[START Records for the task]

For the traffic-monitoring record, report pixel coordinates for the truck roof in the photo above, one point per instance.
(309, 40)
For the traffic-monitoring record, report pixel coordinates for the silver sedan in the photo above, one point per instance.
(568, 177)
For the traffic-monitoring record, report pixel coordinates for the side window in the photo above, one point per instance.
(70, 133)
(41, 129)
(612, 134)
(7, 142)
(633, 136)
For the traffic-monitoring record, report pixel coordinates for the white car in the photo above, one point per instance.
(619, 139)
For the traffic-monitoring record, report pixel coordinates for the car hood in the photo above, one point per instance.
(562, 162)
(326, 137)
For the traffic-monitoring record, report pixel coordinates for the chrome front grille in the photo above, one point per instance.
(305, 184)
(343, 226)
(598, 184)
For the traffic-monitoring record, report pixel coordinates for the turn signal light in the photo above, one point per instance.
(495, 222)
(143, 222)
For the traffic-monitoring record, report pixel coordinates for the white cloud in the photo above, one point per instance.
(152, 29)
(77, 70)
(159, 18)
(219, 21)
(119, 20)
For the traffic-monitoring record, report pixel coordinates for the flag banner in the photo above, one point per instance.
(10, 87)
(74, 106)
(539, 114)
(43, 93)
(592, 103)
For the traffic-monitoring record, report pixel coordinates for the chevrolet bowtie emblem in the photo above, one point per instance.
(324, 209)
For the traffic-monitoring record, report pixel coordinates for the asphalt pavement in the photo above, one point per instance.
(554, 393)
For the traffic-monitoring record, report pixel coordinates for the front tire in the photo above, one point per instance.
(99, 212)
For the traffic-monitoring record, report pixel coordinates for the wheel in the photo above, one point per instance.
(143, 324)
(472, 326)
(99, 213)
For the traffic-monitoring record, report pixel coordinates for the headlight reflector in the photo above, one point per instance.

[END Records for the task]

— Short task —
Copy all of the records above verbatim, line for line.

— Solution to the exercise —
For the traffic-monitoring record, report pixel coordinates for the truck roof in the photo above, one point per instance.
(309, 40)
For the traffic-monitoring record, report pixel coordinates for the silver sedan in the photo above, one point per instance.
(568, 177)
For the traffic-monitoring record, report pixel coordinates for the side window in the photo above, one point per instance.
(70, 133)
(41, 129)
(612, 134)
(7, 142)
(633, 136)
For the traffic-monitoring record, report pixel coordinates for the white car in the photo above, one point per instance.
(619, 139)
For the traffic-monitoring record, report pixel coordinates for the car hood in the photo above, one point per instance.
(562, 162)
(326, 137)
For the traffic-monitoring record, report pixel coordinates for the chrome front grille in the photo above, one point per instance.
(305, 184)
(343, 226)
(598, 184)
For the traffic-monitoring record, report pixel coordinates for the turn signal light in the photo above, one point per instance.
(495, 222)
(143, 222)
For the traffic-monitoring record, report pixel coordinates for the white cloud in the photo above, one point per instance.
(152, 29)
(77, 70)
(159, 18)
(219, 21)
(119, 20)
For the traffic-monitoring record, report pixel coordinates for the flag banner in the photo above, one point per instance.
(10, 87)
(74, 106)
(539, 114)
(43, 93)
(592, 103)
For the traffic-monitoring record, report pixel coordinates for the chevrolet bowtie emblem in the photo above, one point per instance.
(324, 209)
For the traffic-monitoring record, report pixel coordinates for the asphalt pavement in the photo above, one point per instance.
(554, 393)
For the traffic-monitoring record, report pixel coordinates for the front tire in the photo above, one point per instance.
(99, 212)
For the traffic-monitoring record, report pixel coordinates for the wheel in the photo above, one point per instance.
(143, 324)
(472, 326)
(99, 213)
For the traffic-monitoring record, report pixel coordinates for the headlight reflector in the photo above, one point per instance.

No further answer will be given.